## Passage given
MySQL trigger + SELECT FOR UPDATE not locking - mysql

I’ve got a table of bookings with start and end times, and no two bookings can overlap.
I need to check that a new booking won’t overlap with any existing bookings. However we’ve got very high load so there’s a race condition: two overlapping bookings can be both successfully inserted because the first booking was inserted after the second booking checked for overlaps.
I’m trying to solve this by taking a lock on a related resource using a BEFORE INSERT database trigger.
DELIMITER //
CREATE TRIGGER booking_resource_double_booking_guard BEFORE INSERT ON booking_resource
FOR EACH ROW BEGIN
DECLARE overlapping_booking_resource_id INT DEFAULT NULL;
DECLARE msg VARCHAR(255);
-- Take an exclusive lock on the resource in question for the duration of the current
-- transaction. This will prevent double bookings.
DECLARE ignored INT DEFAULT NULL;
SELECT resource_id INTO ignored
FROM resource
WHERE resource_id = NEW.resource_id
FOR UPDATE;
-- Now we have the lock, check for optimistic locking conflicts:
SELECT booking_resource_id INTO overlapping_booking_resource_id
FROM booking_resource other
WHERE other.booking_from < NEW.booking_to
AND other.booking_to > NEW.booking_from
AND other.resource_id = NEW.resource_id
LIMIT 1;
IF overlapping_booking_resource_id IS NOT NULL THEN
SET msg = CONCAT('The inserted times overlap with booking_resource_id: ', overlapping_booking_resource_id);
SIGNAL SQLSTATE '45000' SET MESSAGE_TEXT = msg;
END IF;
END
//
If I put this trigger in the database and insert two bookings asynchronously from the command line, this trigger successfully blocks the overlapping booking. I’ve tried this with putting a SLEEP before the last IF statement in the trigger, to make sure that the lock has really been taken out.
However, I have a load testing environment in Jenkins which runs a lot of bookings concurrently using jMeter. When I put this trigger there and run the load tests, no overlapping bookings are caught, i.e. double bookings are made.
Some checks I’ve done:
I’ve logged out the SQL queries that the load test script generates when creating a booking, and it is the same as the SQL I use in the command line.
The trigger is definitely being triggered in the load test environment, and it is definitely not catching any overlapping bookings. I ascertained this by inserting the “overlapping_booking_resource_id” variable from the trigger into another table. All the values were null.
The trigger works in the load test environment when inserting bookings from the command line, i.e. it prevents the overlapping booking from being inserted.

## Requirement
Please rewrite the paragraph of the MySQL trigger post that starts "The trigger is definitely being triggered" as a short bulleted list that keeps its main facts. Rely on the MySQL trigger post alone for this work.

(Location identification items)

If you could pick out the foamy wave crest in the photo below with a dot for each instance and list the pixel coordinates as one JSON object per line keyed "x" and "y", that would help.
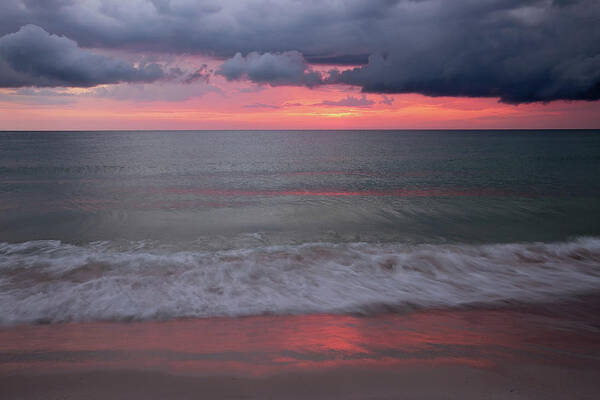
{"x": 55, "y": 282}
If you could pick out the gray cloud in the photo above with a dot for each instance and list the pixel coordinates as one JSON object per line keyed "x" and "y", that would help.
{"x": 287, "y": 68}
{"x": 33, "y": 57}
{"x": 387, "y": 100}
{"x": 349, "y": 101}
{"x": 516, "y": 50}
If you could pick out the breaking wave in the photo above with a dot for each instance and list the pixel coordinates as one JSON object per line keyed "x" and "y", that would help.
{"x": 50, "y": 281}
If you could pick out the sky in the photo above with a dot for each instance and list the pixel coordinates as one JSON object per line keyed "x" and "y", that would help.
{"x": 299, "y": 64}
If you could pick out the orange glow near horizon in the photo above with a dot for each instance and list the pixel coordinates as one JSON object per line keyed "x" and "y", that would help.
{"x": 240, "y": 105}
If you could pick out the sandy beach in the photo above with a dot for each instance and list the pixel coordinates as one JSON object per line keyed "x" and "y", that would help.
{"x": 533, "y": 352}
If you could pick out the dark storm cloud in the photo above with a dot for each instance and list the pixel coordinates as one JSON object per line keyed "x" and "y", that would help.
{"x": 349, "y": 101}
{"x": 33, "y": 57}
{"x": 517, "y": 50}
{"x": 287, "y": 68}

## Response for this exercise
- The trigger does fire in the load test environment.
- It catches no overlapping bookings there.
- This was verified by inserting the trigger's "overlapping_booking_resource_id" variable into another table.
- All the recorded values were null.